** BEGIN EXTRACTED ENTRIES **
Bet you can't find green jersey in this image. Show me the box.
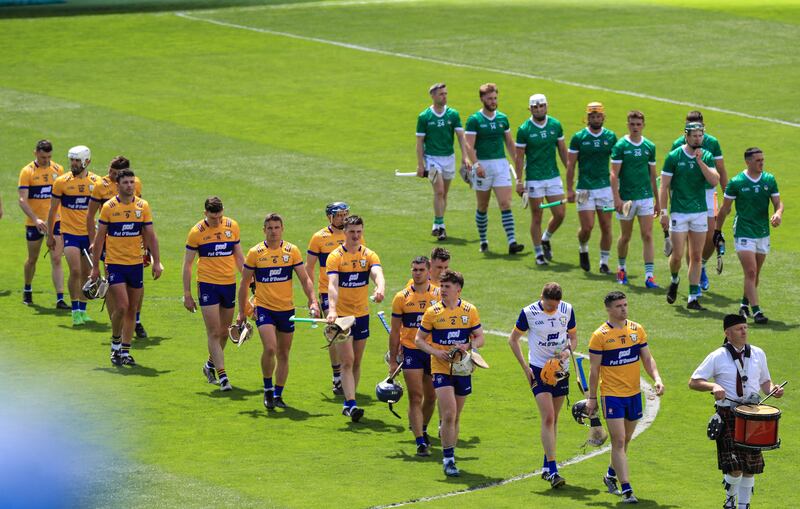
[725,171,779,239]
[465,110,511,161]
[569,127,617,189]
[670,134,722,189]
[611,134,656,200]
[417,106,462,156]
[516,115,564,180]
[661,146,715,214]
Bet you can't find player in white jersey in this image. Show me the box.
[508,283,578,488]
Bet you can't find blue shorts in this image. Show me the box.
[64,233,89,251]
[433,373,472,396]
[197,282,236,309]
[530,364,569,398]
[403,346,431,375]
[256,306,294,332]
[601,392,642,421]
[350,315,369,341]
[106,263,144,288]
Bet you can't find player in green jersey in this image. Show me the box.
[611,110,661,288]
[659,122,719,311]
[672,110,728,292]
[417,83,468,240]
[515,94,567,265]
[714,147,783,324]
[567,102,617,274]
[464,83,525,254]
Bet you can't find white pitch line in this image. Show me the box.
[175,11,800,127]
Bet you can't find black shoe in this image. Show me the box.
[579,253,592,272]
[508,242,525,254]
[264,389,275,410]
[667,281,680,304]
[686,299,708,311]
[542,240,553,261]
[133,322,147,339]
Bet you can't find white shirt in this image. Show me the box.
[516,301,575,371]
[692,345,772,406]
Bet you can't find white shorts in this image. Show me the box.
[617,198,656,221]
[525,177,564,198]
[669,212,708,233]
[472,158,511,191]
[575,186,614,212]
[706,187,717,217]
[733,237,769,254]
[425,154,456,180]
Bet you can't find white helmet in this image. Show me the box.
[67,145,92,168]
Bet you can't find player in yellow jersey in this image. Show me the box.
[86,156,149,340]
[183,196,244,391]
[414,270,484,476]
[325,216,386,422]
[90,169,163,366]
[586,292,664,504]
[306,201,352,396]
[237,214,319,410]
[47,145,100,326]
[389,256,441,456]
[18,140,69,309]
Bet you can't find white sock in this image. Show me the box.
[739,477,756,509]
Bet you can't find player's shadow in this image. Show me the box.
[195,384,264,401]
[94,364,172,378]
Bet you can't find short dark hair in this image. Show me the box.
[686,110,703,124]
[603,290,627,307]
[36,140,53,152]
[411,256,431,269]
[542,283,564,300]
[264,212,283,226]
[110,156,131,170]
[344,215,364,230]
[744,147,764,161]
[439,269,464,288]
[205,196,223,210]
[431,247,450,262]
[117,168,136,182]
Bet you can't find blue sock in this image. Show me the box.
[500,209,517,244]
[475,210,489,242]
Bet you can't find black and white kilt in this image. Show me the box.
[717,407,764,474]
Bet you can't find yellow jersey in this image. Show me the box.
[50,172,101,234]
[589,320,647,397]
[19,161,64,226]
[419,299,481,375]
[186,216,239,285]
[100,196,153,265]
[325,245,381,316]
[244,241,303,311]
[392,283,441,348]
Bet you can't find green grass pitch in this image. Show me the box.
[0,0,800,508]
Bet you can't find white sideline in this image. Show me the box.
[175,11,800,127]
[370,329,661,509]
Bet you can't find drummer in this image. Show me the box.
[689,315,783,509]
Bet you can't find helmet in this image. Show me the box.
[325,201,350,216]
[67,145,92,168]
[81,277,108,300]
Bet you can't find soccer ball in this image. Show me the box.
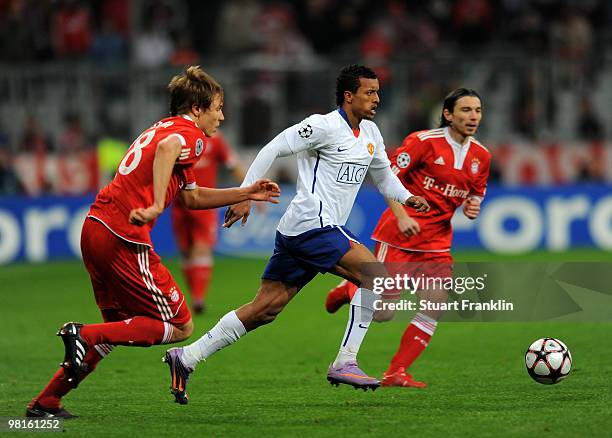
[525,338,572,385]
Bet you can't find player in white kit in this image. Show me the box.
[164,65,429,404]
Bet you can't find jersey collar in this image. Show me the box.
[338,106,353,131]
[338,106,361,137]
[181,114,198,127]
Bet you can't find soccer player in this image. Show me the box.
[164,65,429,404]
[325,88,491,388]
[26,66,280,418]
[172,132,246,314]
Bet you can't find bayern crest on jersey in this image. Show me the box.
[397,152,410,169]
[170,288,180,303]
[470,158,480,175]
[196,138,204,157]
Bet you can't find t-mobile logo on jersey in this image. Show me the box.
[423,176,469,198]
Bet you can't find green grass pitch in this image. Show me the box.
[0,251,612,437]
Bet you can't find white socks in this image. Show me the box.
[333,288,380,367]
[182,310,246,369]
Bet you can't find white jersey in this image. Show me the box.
** END EXTRACTED ENTRIES **
▸ **EXERCISE BRIEF**: Return all the rows above word for word, leaving out the pictures.

▸ **EXERCISE ANSWER**:
Bet you can't find green jersey in this image. Show me the box.
[725,171,779,239]
[465,110,511,161]
[569,127,617,189]
[670,134,722,189]
[611,134,656,200]
[417,106,462,156]
[516,115,564,180]
[661,146,715,214]
Bet you can't find player in white jersey in this image. Show me the box.
[508,283,578,488]
Bet you can't find blue shorts in this image. Show me the box.
[64,233,89,251]
[433,373,472,396]
[197,282,236,309]
[530,364,569,398]
[403,346,431,375]
[256,306,294,332]
[601,392,642,421]
[350,315,369,341]
[106,263,144,288]
Bet you can't find player in green jersey in this image. Show me the box.
[611,110,661,288]
[659,122,719,311]
[672,110,728,292]
[417,83,468,240]
[515,94,567,265]
[714,147,783,324]
[567,102,617,274]
[464,83,525,254]
Bet you can't find white pitch line in this image. Show me the box.
[175,11,800,127]
Bet you can't find black shoe in this image. Show me the box.
[579,253,592,272]
[508,242,525,254]
[264,389,275,410]
[667,281,680,304]
[686,299,708,311]
[542,240,553,261]
[133,322,147,339]
Bet you can't find white shirt in this image. Show me the box.
[516,301,575,371]
[692,345,772,406]
Bet you can't find white shorts in this image. Show me the box.
[617,198,656,221]
[525,177,564,198]
[669,212,708,233]
[472,158,511,191]
[575,186,614,212]
[706,187,717,217]
[733,237,769,254]
[425,154,456,180]
Bet you can't find white helmet in this image. Show me the box.
[67,145,92,168]
Bet you can't find player in yellow jersey in this image. Show me the box.
[86,156,149,340]
[183,196,244,391]
[414,270,484,476]
[325,216,386,422]
[90,169,163,366]
[586,292,664,504]
[306,201,352,396]
[237,214,319,410]
[47,145,100,326]
[389,256,441,456]
[18,140,69,309]
Bet you can't find white sock in this image. Show me the box.
[739,477,756,509]
Bet you can't find player's shadow in this image. Show me the box.
[195,384,264,401]
[94,364,172,378]
Bet you can't find short dark hair in this image. Show me the box.
[686,110,703,124]
[603,290,627,307]
[36,140,53,152]
[411,256,431,269]
[542,283,564,300]
[264,212,283,226]
[110,156,131,170]
[344,215,364,230]
[744,147,764,161]
[439,269,464,288]
[205,196,223,210]
[431,247,450,262]
[117,168,136,182]
Bet you can't find blue sock in this image. Show me the box.
[500,209,517,244]
[475,210,489,242]
Bet you can't find black and white kilt in this image. Show me the box.
[717,407,764,474]
Bet you can't find yellow jersey in this image. Show me the box.
[50,172,101,234]
[589,320,647,397]
[19,161,64,226]
[419,299,481,375]
[186,216,239,285]
[100,196,153,265]
[325,245,381,316]
[244,241,303,311]
[392,283,441,348]
Bet you can't find green grass pitch in this image. Show me the box.
[0,0,800,508]
Bet you can't find white sideline in this image. Show me the box.
[175,11,800,127]
[370,329,661,509]
Bet you can't find drummer in this image. Show me the box.
[689,315,783,509]
Bet you can't find helmet in this image. Show me the box.
[325,201,350,216]
[67,145,92,168]
[81,277,108,300]
Bet you can't find soccer ball in this image. Show me the box.
[525,338,572,385]
Bet you can't find player in white kit in this image. Show me the box.
[164,65,429,404]
Bet you can't find jersey collar in this image. Show me the box.
[338,106,353,131]
[338,106,361,137]
[181,114,198,127]
Bet you can't find soccer player in this image. Show me the box.
[164,65,429,404]
[325,88,491,388]
[26,66,280,418]
[172,132,246,314]
Bet you can't find bayern crest on jersey in this image. Show me the box.
[397,152,410,169]
[170,288,180,303]
[470,158,480,175]
[196,138,204,157]
Bet you can't find t-mobile logo on jersey in this image. Show me the box.
[423,176,469,198]
Bet you can't find green grass pitch in this image. Show me the box.
[0,251,612,437]
Bet you can't find white socks in this image. Show me the box.
[333,288,380,367]
[182,310,246,369]
Bet you can't find white jersey in this image. Show me the box.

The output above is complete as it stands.